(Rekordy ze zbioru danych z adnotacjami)
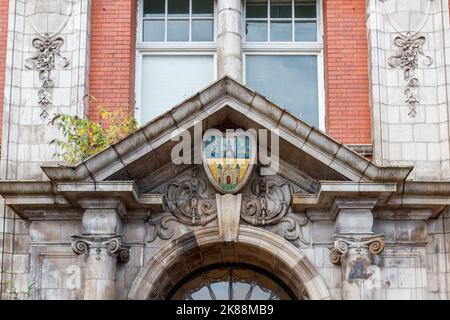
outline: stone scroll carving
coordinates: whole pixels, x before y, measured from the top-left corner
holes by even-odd
[[[292,193],[293,188],[288,183],[265,178],[254,180],[244,197],[241,219],[253,226],[285,225],[283,236],[286,240],[309,244],[302,232],[308,218],[290,212]]]
[[[122,243],[120,235],[100,236],[100,235],[82,235],[72,236],[72,250],[78,255],[89,255],[91,250],[95,250],[96,260],[101,259],[102,251],[111,256],[117,256],[122,262],[130,260],[130,251],[128,246]]]
[[[403,70],[403,77],[406,81],[406,88],[404,90],[406,100],[409,104],[408,115],[415,117],[417,114],[416,104],[420,102],[418,88],[419,79],[415,76],[415,70],[418,67],[419,57],[423,57],[423,63],[430,66],[433,59],[423,52],[423,45],[426,38],[420,34],[399,34],[394,39],[394,44],[400,50],[389,58],[389,65],[393,68],[401,68]]]
[[[175,234],[171,222],[204,226],[217,218],[215,197],[209,194],[206,180],[198,167],[192,169],[189,179],[169,183],[164,199],[168,214],[157,219],[150,218],[153,233],[149,242],[153,242],[157,236],[163,240],[171,239]]]
[[[349,248],[356,248],[358,254],[368,250],[370,254],[378,255],[384,250],[384,236],[382,234],[335,236],[334,245],[330,252],[331,262],[339,264]]]
[[[198,167],[192,169],[190,178],[169,183],[164,191],[166,212],[150,216],[152,231],[147,241],[157,237],[169,240],[180,229],[217,221],[216,196],[210,190]],[[292,194],[293,187],[286,182],[253,179],[242,194],[241,222],[268,229],[291,242],[310,244],[303,234],[308,218],[291,212]]]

◆ ZADANIE
Zacytuj dokładnie wszystkie wiersze materiału, pomijając w odpowiedzi obrazy.

◆ ROZWIĄZANIE ZADANIA
outline: stone scroll carving
coordinates: whole pixels, x before y, measured from the top-left corner
holes by even-odd
[[[292,193],[293,188],[288,183],[265,178],[254,180],[244,197],[241,219],[253,226],[285,225],[283,236],[286,240],[309,244],[302,232],[308,218],[290,212]]]
[[[122,243],[120,235],[100,236],[100,235],[82,235],[72,236],[72,250],[78,255],[89,255],[91,250],[95,250],[96,260],[101,259],[102,251],[111,256],[117,256],[122,262],[130,260],[130,251],[128,246]]]
[[[403,70],[403,77],[406,81],[406,88],[404,90],[406,100],[409,104],[408,115],[415,117],[417,114],[416,104],[420,102],[418,88],[419,79],[415,76],[415,70],[418,67],[419,57],[423,57],[423,63],[430,66],[433,59],[423,52],[423,45],[426,38],[420,34],[399,34],[394,39],[394,44],[400,50],[389,58],[389,65],[393,68],[401,68]]]
[[[175,234],[171,222],[204,226],[217,218],[215,197],[209,194],[206,180],[198,167],[192,169],[189,179],[169,183],[164,199],[168,214],[157,219],[150,218],[153,233],[149,242],[153,242],[157,236],[163,240],[171,239]]]
[[[349,248],[356,248],[358,254],[368,250],[370,254],[378,255],[384,250],[384,236],[382,234],[335,236],[334,245],[330,252],[331,262],[339,264]]]
[[[198,167],[192,169],[190,178],[169,183],[164,191],[166,212],[150,216],[152,231],[147,241],[157,237],[169,240],[180,229],[217,221],[216,196],[210,190]],[[292,194],[293,187],[286,182],[253,179],[242,194],[241,222],[268,229],[291,242],[310,244],[303,234],[308,218],[291,212]]]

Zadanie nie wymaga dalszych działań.